Record extracts start
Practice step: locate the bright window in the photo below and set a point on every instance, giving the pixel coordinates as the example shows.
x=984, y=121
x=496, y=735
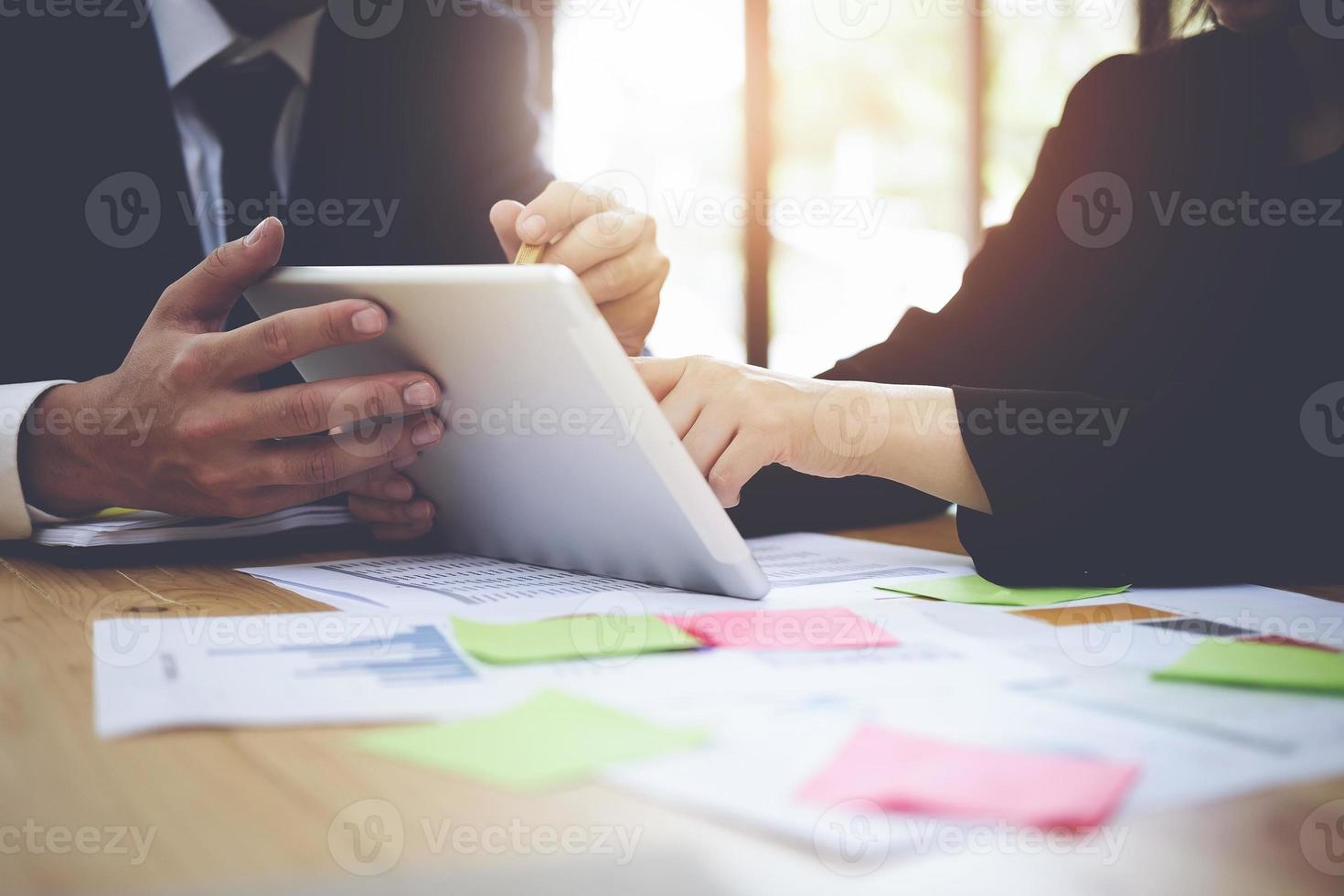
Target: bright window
x=900, y=131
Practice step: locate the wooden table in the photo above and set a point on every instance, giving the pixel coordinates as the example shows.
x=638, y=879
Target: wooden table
x=253, y=807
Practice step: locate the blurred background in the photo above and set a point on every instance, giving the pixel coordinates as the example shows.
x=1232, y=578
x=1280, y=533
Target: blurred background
x=816, y=166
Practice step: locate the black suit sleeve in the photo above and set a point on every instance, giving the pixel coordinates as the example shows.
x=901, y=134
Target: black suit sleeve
x=1019, y=291
x=1083, y=380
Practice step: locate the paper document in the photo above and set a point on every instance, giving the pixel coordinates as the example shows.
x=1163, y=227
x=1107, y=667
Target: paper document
x=800, y=567
x=820, y=629
x=143, y=527
x=283, y=669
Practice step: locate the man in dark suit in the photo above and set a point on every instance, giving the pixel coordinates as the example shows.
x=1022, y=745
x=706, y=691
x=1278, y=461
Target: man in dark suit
x=357, y=132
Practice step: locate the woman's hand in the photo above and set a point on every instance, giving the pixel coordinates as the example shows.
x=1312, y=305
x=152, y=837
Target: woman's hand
x=737, y=420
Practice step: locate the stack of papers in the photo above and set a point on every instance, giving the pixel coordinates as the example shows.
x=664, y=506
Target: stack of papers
x=120, y=528
x=834, y=704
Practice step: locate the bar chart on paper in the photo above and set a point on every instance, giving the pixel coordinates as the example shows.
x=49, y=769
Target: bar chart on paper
x=314, y=667
x=420, y=655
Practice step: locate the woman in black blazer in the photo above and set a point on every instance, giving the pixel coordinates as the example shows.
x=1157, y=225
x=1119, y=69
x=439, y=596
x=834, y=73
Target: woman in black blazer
x=1141, y=378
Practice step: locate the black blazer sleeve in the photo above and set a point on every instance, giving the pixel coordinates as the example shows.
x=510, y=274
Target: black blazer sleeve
x=1086, y=379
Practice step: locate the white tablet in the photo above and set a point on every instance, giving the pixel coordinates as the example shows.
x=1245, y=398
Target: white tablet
x=555, y=453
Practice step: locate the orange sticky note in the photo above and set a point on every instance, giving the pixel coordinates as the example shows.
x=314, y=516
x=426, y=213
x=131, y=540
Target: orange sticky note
x=821, y=629
x=912, y=774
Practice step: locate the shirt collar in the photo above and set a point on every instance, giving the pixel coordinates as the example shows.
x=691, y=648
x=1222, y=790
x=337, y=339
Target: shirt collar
x=191, y=32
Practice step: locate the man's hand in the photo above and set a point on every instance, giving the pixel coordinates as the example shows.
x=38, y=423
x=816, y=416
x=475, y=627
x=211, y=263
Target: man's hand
x=611, y=248
x=180, y=426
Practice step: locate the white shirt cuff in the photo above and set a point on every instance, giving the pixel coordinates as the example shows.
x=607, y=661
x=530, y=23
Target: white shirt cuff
x=16, y=517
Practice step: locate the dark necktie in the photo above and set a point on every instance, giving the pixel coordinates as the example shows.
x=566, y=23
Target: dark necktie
x=242, y=103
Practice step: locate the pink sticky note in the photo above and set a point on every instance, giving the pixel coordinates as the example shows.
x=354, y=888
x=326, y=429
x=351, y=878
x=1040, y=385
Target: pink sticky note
x=823, y=629
x=905, y=773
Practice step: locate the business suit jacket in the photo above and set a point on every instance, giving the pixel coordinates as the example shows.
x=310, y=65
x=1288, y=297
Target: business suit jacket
x=1156, y=326
x=433, y=116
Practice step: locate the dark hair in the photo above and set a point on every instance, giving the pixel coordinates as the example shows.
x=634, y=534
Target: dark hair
x=1160, y=22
Record extracts end
#### [Exercise]
Extract all the data above exactly, excluding every picture.

#### [Complete output]
Practice step: locate the bright window in the photo below and set a point on every instance, giving the pixel coordinates as the example shows.
x=984, y=121
x=496, y=735
Target: bright window
x=900, y=131
Practice step: locate the wooden table in the photo above and set a point on every instance, giving the pixel coordinates as the example shows.
x=638, y=879
Target: wooden table
x=253, y=807
Practice step: locate the blurred background in the photo above and set a point on every instance, giving the pixel coordinates as the example shows.
x=1232, y=578
x=1280, y=533
Target: blurred background
x=816, y=166
Practice step: locate the black suit sleeve in the photo above and set a point on every instance, giving the pixel coordinates as the example shows.
x=901, y=134
Target: black suit sleeve
x=1019, y=291
x=1083, y=380
Practice step: locate the paper document in the photo above and set a point on every instance, giving the pixel coordinates as the example shows.
x=1163, y=227
x=1107, y=667
Target: paper document
x=800, y=567
x=820, y=629
x=143, y=527
x=283, y=669
Practice step: locate the man in dark suit in the photo above and set a point on every instance, giving the pixel coordinates as the example shows.
x=1022, y=745
x=706, y=691
x=1278, y=461
Target: man in dark suit
x=357, y=132
Practice step: locate the woman's hand in the photo above and set a point on every instance, giving the pixel coordinates as the example shows.
x=1312, y=305
x=152, y=837
Target: woman's hand
x=737, y=420
Practice step: locate the stack of papers in the photo above and set a point on every instance, giving the pixel coordinates as the example shows.
x=664, y=506
Target: stack of papers
x=120, y=528
x=834, y=704
Practice step: locate the bar chart on paper in the photo above and set a point on every instance, giving the pixel coordinates as the example shows.
x=49, y=769
Target: bar chart on paper
x=314, y=667
x=420, y=655
Practice step: locate the woman in black blazer in the photo above and set a point on every instance, giving the pixel coordinates as the example shows.
x=1157, y=225
x=1119, y=69
x=439, y=596
x=834, y=73
Target: woman in black blazer
x=1141, y=378
Practice step: locate the black blazer sleeve in the photo above and set a point on every instance, giving the pixel coordinates as the example shows.
x=510, y=274
Target: black blazer sleeve
x=1086, y=379
Practice step: locate the white tablet in the photo above and set a point on every instance, giving the pixel coordinates as the example shows.
x=1245, y=398
Target: white tablet
x=555, y=453
Practice step: locate the orange sticky note in the photo above and set a point on every instance, giving the pixel coordinates as the example shows.
x=314, y=516
x=426, y=213
x=131, y=540
Target: orange sticky note
x=821, y=629
x=912, y=774
Practice step: locate the shirt collar in the photo above and set a point on every instance, giving the pixel coordinates as the example shows.
x=691, y=648
x=1222, y=790
x=337, y=339
Target: shirt collar
x=191, y=32
Practice step: locate the man's hand in the photo above and set a point on every instance, giving the pixel coordinates as the example shows.
x=38, y=423
x=816, y=416
x=475, y=627
x=211, y=263
Target: man's hand
x=611, y=248
x=180, y=426
Practice step: locate the white shirt cuff in the photo above and set a point on every instance, giving the pixel coordinates as the example shows.
x=607, y=661
x=530, y=23
Target: white shirt cuff
x=16, y=517
Practice step: locate the dark necktie in the photo above and set a point on every instance, giving the pixel coordinates as the example shows.
x=566, y=23
Target: dark necktie
x=242, y=103
Practice step: locate the pink sticky note in the photo above and set a point on every instance, giving the pixel coordinates as the example shows.
x=354, y=888
x=326, y=429
x=351, y=878
x=1040, y=385
Target: pink sticky note
x=823, y=629
x=905, y=773
Practice step: locate the business suit jacket in the photo above and set a point on every instance, giving the pixel coordinates as the example shows.
x=310, y=65
x=1288, y=297
Target: business suit jacket
x=1156, y=326
x=433, y=116
Practice step: locate the dark hair in the photo above and set a point on every instance, giving the pixel coordinates as the example shows.
x=634, y=534
Target: dark hair
x=1160, y=22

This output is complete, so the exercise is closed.